ASSIGNMENT: Among the entries that follow, find the lines containing the string "road" and copy them.

AVAILABLE RECORDS:
-=-=-=-=-

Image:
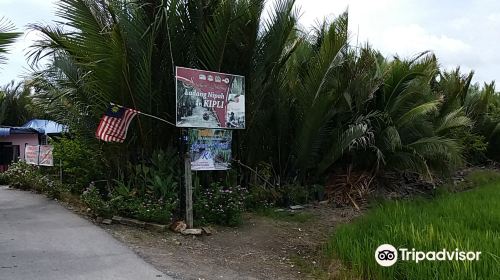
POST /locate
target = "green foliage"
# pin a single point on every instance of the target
(27, 177)
(467, 221)
(82, 162)
(475, 146)
(16, 106)
(287, 216)
(143, 208)
(219, 204)
(7, 37)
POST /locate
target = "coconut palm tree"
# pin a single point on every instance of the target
(7, 37)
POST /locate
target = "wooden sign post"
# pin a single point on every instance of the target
(188, 183)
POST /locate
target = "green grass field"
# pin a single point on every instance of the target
(468, 220)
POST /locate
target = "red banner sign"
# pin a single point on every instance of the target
(209, 99)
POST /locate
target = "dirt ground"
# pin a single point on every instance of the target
(261, 248)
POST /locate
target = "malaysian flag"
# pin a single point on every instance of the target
(114, 124)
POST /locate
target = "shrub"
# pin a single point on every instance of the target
(219, 204)
(145, 209)
(93, 199)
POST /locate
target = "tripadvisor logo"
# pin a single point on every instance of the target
(387, 255)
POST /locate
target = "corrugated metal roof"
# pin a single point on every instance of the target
(7, 131)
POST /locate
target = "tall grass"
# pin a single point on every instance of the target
(469, 221)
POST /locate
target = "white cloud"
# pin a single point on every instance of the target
(413, 38)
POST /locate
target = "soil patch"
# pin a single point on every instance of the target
(261, 248)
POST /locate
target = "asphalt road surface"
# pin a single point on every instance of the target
(39, 239)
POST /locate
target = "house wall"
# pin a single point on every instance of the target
(22, 140)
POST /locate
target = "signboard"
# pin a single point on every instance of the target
(209, 99)
(39, 155)
(210, 149)
(31, 154)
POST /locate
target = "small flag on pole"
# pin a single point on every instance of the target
(114, 124)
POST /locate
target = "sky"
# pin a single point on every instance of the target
(461, 33)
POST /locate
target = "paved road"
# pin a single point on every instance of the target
(39, 239)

-=-=-=-=-

THE ANSWER:
target = "asphalt road surface"
target = "paved road"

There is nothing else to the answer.